Work to do:
Please quote only the lines that start at the one with "Would you mind pinning the light fixture" and go on to the last line of the data, both ends kept.

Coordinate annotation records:
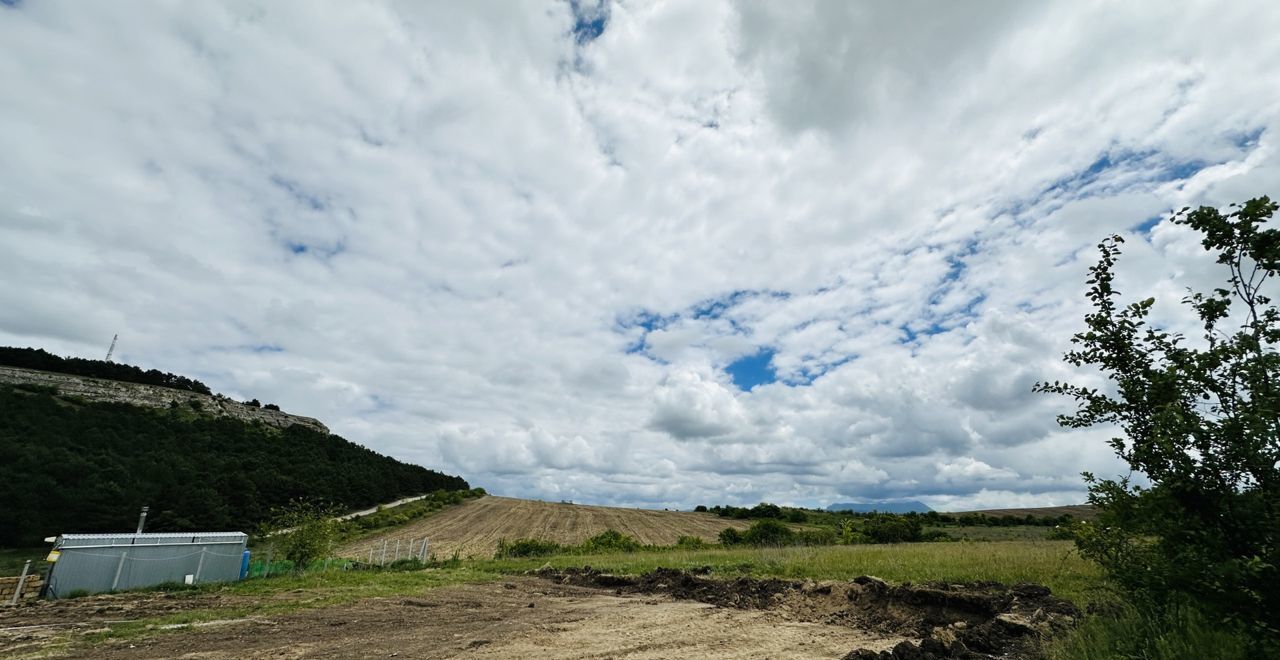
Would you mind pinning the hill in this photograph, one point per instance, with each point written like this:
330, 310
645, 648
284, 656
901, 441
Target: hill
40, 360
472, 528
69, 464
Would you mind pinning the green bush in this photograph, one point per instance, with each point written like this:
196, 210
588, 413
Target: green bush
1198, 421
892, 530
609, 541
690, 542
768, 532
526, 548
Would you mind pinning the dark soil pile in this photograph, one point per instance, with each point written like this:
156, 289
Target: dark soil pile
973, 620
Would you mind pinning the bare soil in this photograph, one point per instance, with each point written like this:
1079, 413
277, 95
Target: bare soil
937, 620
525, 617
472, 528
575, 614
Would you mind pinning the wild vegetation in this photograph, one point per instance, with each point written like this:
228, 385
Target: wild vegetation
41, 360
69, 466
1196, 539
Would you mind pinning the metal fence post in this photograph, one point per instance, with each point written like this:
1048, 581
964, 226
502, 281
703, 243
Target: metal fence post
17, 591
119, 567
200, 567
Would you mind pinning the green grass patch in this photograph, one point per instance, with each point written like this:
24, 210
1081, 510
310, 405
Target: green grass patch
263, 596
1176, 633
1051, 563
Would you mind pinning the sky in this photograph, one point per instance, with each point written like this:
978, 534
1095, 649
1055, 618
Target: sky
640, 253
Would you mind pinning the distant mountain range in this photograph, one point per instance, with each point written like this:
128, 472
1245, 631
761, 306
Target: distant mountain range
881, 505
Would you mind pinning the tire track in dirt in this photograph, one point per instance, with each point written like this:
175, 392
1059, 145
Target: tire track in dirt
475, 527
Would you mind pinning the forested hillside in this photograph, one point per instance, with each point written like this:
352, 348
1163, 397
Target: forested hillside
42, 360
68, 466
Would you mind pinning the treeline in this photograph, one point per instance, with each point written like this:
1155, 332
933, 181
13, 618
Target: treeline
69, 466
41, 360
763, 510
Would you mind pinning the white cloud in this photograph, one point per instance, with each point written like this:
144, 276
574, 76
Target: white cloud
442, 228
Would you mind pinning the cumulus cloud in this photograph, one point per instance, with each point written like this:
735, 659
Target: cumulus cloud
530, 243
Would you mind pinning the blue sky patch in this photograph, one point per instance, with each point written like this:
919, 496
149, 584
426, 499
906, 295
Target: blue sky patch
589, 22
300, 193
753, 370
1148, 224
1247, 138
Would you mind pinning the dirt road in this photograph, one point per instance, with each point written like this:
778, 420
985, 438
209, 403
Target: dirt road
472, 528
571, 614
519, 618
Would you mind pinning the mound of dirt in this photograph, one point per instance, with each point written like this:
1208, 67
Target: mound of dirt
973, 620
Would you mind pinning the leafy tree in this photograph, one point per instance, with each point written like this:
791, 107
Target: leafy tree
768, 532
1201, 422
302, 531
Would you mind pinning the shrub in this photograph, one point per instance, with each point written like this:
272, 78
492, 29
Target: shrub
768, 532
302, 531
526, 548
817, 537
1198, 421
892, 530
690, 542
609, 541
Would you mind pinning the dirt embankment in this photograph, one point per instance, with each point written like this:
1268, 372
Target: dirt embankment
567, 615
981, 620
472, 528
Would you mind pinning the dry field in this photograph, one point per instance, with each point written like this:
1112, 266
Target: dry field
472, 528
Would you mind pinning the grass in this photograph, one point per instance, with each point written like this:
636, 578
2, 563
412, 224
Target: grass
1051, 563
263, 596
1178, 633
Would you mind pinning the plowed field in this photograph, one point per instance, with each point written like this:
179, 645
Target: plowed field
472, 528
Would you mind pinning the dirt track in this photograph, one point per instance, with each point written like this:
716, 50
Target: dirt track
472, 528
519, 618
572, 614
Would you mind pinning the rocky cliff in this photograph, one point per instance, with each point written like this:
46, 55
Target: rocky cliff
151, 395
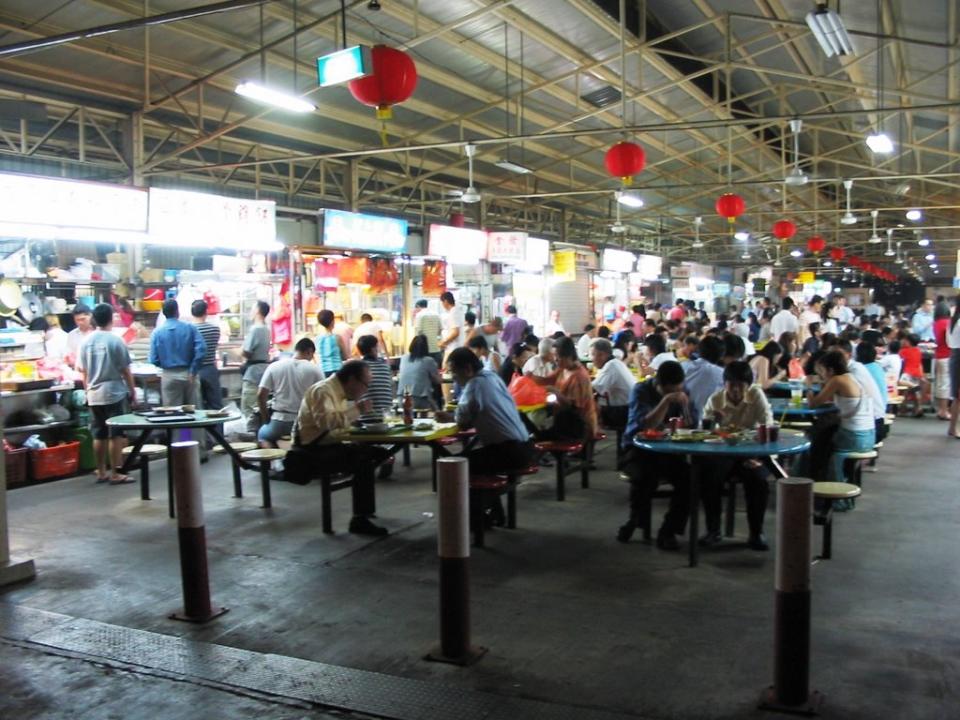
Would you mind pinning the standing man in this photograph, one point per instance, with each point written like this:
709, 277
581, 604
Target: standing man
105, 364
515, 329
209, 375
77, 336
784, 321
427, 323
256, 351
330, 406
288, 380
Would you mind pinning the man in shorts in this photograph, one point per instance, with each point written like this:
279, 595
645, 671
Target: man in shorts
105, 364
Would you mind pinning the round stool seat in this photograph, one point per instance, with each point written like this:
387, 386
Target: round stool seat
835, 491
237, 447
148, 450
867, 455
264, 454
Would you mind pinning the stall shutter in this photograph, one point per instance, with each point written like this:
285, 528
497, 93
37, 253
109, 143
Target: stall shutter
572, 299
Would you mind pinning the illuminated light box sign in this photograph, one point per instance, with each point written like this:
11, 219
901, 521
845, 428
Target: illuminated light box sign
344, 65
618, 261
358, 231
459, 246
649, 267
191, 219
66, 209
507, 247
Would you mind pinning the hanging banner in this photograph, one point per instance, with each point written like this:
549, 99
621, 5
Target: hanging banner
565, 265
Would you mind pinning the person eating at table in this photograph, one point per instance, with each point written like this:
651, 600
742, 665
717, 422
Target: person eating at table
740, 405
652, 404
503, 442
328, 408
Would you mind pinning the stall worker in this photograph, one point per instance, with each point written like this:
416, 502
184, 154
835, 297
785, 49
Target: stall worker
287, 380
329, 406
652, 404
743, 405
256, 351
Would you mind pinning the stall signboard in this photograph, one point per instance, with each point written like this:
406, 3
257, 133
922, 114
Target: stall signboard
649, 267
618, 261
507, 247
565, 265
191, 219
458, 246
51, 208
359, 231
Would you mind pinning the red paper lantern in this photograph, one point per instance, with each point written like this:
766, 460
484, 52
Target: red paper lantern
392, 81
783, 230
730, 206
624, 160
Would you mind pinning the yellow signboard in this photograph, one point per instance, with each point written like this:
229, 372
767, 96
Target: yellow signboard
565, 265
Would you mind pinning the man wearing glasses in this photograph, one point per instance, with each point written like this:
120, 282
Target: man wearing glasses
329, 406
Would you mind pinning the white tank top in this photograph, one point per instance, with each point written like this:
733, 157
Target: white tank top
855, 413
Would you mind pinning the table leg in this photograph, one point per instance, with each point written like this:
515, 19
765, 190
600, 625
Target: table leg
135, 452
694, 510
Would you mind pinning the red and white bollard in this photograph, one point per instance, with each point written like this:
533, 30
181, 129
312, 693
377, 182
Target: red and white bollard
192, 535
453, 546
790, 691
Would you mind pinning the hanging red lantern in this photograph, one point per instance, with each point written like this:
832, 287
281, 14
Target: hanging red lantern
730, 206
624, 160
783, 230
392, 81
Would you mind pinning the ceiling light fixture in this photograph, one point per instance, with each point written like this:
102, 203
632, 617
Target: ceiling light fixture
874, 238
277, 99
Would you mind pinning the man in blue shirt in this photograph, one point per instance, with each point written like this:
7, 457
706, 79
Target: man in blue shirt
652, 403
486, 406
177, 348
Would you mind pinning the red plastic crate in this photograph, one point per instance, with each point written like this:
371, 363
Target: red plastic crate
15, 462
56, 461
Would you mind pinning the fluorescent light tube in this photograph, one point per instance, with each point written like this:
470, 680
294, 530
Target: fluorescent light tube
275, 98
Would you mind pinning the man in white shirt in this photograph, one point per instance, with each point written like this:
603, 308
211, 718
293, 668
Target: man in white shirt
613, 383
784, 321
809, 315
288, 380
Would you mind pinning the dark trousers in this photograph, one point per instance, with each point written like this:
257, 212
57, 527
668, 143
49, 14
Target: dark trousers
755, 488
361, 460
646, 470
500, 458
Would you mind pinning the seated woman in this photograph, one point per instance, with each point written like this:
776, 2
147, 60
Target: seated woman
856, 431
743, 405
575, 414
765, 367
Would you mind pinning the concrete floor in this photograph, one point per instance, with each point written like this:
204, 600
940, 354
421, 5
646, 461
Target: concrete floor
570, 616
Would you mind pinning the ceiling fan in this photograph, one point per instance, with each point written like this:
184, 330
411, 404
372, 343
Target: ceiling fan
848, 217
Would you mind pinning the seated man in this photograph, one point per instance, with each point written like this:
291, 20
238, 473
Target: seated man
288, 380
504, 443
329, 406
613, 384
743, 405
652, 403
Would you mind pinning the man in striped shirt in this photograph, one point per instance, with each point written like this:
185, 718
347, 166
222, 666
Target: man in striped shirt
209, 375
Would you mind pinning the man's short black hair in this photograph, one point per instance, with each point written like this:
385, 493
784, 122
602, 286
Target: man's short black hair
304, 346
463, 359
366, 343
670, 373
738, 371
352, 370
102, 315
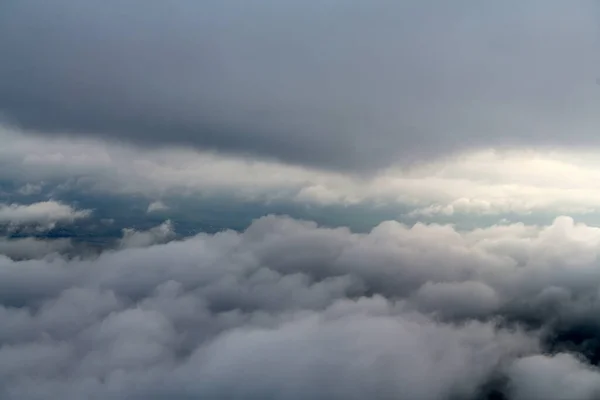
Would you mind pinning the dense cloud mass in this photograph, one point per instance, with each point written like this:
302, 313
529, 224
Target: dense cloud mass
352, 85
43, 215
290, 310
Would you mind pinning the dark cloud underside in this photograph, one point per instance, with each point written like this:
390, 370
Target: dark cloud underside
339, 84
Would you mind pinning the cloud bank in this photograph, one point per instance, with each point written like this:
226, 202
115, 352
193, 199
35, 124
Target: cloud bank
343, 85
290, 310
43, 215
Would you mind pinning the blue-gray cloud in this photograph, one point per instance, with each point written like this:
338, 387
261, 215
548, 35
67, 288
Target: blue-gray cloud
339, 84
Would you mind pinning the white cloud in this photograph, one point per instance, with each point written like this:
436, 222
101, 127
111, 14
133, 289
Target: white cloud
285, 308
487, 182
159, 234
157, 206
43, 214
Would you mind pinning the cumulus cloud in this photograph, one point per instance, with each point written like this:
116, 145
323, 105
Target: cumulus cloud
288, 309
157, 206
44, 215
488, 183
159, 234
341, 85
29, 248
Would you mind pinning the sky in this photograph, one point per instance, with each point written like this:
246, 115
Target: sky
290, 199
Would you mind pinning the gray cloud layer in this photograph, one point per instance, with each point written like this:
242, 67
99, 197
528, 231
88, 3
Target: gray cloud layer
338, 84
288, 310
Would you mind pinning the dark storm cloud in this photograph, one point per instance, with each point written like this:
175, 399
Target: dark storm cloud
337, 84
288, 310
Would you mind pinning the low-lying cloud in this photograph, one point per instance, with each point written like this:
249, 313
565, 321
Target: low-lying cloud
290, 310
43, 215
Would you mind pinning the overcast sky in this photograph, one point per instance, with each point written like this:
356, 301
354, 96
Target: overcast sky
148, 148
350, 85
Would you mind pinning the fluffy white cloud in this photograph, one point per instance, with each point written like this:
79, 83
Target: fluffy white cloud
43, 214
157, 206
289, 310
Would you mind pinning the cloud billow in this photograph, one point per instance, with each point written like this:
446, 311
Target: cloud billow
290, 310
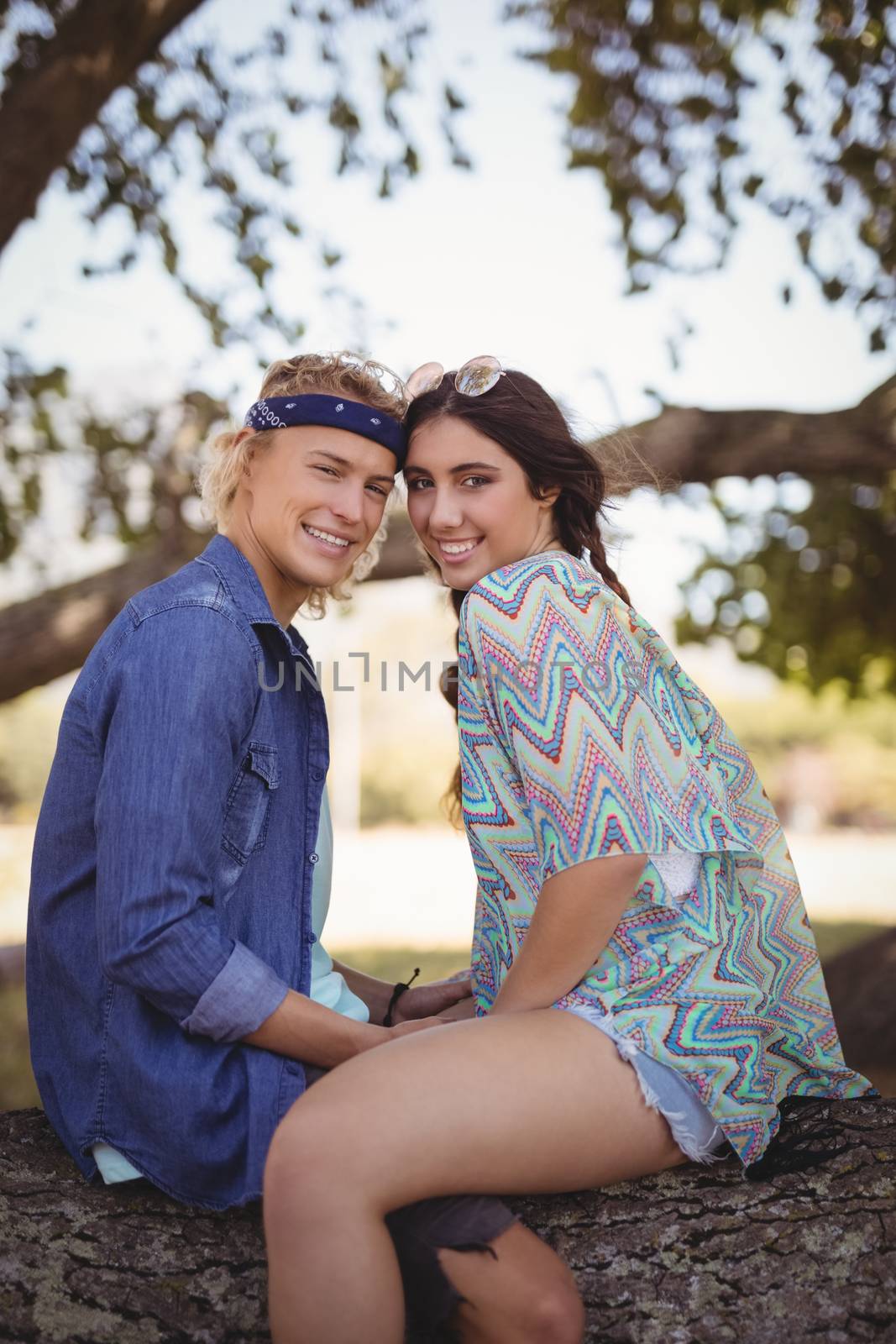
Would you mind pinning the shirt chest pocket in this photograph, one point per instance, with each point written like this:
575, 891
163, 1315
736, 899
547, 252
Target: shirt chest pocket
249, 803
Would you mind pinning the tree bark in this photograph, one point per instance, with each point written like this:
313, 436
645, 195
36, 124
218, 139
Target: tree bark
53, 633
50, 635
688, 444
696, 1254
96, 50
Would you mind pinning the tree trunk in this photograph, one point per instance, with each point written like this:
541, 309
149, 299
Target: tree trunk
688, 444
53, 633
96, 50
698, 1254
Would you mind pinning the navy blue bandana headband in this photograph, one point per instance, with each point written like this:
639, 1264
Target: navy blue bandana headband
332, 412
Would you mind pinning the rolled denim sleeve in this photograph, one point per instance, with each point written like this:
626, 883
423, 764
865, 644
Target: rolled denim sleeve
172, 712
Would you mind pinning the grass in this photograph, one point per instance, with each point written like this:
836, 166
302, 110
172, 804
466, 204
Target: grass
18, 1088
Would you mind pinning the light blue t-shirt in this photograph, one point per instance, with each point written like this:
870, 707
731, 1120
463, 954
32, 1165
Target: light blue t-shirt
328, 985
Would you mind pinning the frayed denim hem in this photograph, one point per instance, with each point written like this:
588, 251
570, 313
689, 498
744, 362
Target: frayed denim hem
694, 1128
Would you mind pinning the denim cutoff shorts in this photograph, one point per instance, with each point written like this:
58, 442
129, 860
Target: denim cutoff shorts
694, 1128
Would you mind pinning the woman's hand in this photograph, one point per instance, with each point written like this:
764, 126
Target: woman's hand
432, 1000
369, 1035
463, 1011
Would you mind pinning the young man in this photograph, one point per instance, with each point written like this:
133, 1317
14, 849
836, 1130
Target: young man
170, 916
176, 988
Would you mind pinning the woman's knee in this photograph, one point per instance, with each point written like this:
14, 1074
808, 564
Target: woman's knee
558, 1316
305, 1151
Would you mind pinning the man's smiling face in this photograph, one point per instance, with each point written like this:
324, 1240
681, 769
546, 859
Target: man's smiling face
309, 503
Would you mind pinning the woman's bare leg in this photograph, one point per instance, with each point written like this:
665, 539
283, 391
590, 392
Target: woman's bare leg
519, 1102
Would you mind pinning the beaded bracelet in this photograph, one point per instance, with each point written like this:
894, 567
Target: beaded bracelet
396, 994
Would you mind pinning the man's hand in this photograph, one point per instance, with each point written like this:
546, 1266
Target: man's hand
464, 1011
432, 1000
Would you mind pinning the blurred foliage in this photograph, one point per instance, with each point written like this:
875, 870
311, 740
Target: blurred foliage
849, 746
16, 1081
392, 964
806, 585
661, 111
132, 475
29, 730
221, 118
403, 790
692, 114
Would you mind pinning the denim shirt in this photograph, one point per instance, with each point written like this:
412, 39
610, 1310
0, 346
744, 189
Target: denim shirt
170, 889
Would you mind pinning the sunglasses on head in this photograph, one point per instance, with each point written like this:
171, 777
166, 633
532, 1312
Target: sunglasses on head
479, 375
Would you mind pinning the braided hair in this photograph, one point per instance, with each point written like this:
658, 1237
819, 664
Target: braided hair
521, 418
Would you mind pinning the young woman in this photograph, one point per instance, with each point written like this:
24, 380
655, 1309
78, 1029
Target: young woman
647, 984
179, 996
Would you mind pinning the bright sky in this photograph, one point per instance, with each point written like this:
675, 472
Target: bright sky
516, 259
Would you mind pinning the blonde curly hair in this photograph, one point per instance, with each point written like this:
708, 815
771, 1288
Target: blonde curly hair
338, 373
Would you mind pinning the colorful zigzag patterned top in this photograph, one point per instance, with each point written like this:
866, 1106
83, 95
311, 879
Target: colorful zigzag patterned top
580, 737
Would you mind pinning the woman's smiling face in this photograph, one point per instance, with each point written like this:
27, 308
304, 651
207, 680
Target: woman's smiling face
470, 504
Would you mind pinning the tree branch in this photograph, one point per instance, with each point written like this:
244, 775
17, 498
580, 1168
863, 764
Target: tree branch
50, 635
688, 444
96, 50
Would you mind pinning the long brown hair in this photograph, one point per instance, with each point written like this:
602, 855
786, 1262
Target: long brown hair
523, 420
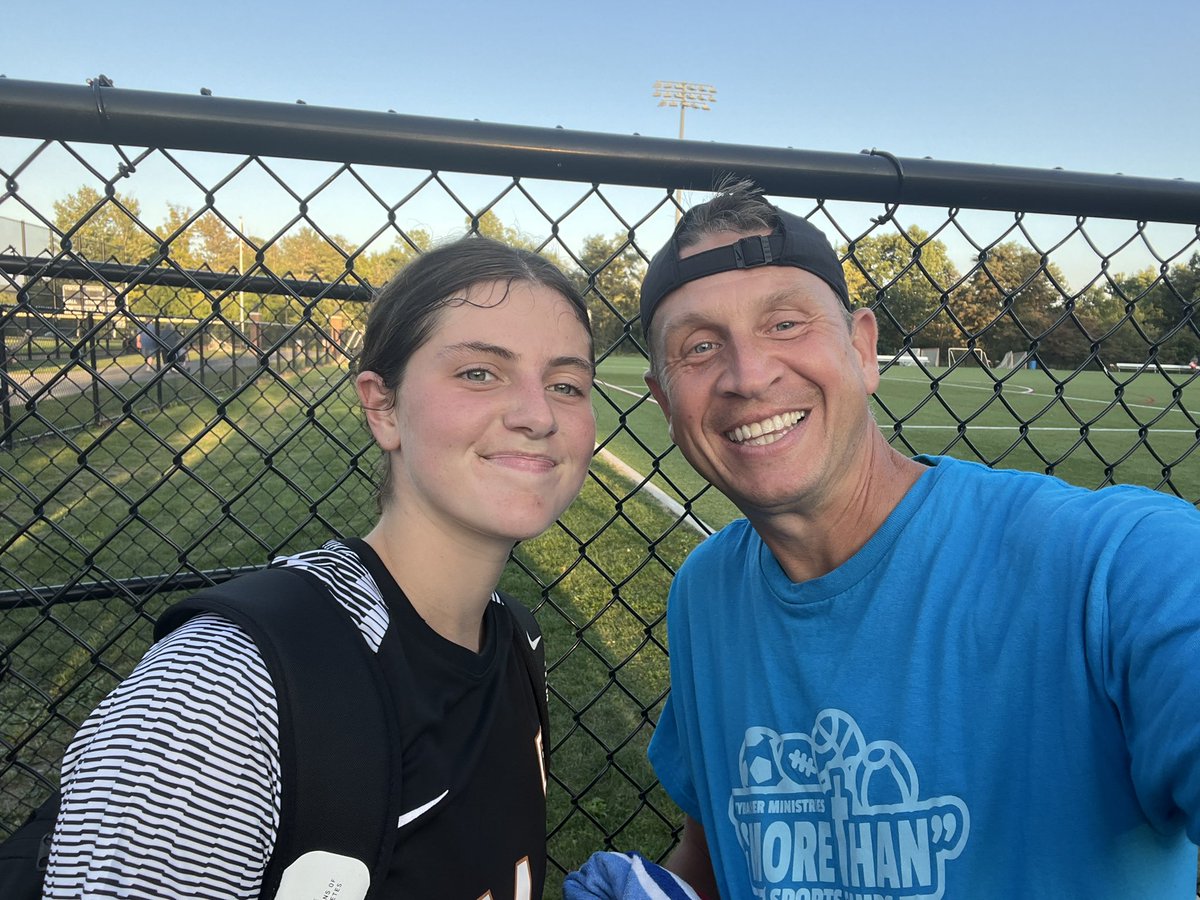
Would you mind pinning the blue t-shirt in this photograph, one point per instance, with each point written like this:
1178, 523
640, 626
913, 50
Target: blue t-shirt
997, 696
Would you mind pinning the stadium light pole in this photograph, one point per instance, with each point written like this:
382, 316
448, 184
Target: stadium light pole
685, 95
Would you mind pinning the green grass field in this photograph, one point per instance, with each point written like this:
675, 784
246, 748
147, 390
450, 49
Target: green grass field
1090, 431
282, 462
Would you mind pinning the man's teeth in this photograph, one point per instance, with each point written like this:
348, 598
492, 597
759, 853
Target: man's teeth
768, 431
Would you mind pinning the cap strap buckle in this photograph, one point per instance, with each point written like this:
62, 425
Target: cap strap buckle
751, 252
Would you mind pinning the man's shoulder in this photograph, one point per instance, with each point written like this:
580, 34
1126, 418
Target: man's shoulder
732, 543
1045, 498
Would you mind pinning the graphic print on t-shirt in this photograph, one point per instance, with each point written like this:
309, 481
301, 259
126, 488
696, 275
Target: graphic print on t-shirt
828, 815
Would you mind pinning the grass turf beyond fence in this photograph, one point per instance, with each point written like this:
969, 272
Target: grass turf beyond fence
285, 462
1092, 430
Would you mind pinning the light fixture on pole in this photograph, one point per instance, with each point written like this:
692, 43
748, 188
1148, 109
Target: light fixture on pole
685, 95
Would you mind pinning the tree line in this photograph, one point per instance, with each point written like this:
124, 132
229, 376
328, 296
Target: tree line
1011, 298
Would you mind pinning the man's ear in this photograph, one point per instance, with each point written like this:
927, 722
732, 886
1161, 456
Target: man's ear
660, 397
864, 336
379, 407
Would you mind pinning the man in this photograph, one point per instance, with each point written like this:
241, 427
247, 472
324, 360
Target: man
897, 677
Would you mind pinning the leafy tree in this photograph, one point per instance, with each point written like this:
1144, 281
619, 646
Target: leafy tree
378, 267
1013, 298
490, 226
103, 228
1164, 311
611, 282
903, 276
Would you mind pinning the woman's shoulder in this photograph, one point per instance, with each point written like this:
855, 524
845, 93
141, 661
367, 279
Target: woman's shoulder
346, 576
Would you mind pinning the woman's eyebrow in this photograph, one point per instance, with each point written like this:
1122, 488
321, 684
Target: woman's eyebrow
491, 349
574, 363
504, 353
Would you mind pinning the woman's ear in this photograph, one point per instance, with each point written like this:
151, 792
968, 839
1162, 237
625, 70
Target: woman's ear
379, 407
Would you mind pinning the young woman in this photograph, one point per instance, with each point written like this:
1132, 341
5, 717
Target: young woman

Full response:
Would you mind pinning the light fixture on pole in this photograph, one point per instance, with each point written like this:
692, 43
748, 188
1148, 109
Target: light fixture on pole
685, 95
Would you mind pinning the tree line in this photograph, one point per instance, with each point written like this:
124, 132
229, 376
328, 296
Target: tree line
1011, 298
Would you mind pinning the man's ear in this photograph, one point per instance, with each point written like this:
927, 722
732, 886
1161, 456
Target: man's ear
660, 397
864, 336
379, 407
Would you mind pinning the man in this photograph, one point per instance, with each point written like this:
241, 427
247, 472
324, 360
Target: man
897, 677
Would you mind pinning the leafy tree in this photograph, one point per instance, with each point written like this:
1144, 281
619, 646
Target: leafy tree
378, 267
1013, 298
490, 226
103, 228
1164, 311
611, 282
903, 276
Would you mind pinning the woman's shoulder in this photograph, one point per instance, with each point written like this:
855, 524
845, 93
141, 661
367, 279
Target: woman's shoulder
346, 576
Would you mind pinning the woman's eyebrow in this photograph, one point per instance, with each point written like this:
1122, 488
321, 684
Target: woman's eyebrow
491, 349
574, 363
504, 353
Would you mind pinning the woman's ear in this photograph, one point per instance, with each point written like this:
151, 792
968, 839
1162, 237
625, 70
Target: woman's ear
379, 407
Would you mind pinning the young woman in this photograph, one point per instance, with each point written like this:
1132, 341
5, 717
Target: young woman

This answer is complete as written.